> **Datos disponibles**:
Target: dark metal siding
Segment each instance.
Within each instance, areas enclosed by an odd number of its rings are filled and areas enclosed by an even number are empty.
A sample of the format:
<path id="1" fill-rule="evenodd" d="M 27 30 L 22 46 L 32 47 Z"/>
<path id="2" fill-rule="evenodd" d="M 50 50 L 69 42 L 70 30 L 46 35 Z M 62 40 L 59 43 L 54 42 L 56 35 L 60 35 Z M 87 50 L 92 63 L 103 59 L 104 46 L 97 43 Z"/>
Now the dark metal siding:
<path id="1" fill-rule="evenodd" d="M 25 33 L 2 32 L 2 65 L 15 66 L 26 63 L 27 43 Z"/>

> **Haz esto**: Vuelve a escribir, sin ningún cambio, cada línea de los registros de arriba.

> **Solución de la tarea**:
Target: dark metal siding
Segment each instance.
Within each instance, areas enclosed by an odd number of its rings are filled and areas enclosed by an even number are empty.
A sample of the format:
<path id="1" fill-rule="evenodd" d="M 27 30 L 22 46 L 32 47 Z"/>
<path id="2" fill-rule="evenodd" d="M 50 50 L 69 42 L 70 30 L 46 35 Z M 62 40 L 59 43 L 54 42 L 56 35 L 60 35 Z M 87 50 L 92 63 L 103 59 L 104 46 L 97 43 Z"/>
Now the dark metal siding:
<path id="1" fill-rule="evenodd" d="M 25 33 L 2 32 L 2 65 L 15 66 L 26 63 L 27 43 Z"/>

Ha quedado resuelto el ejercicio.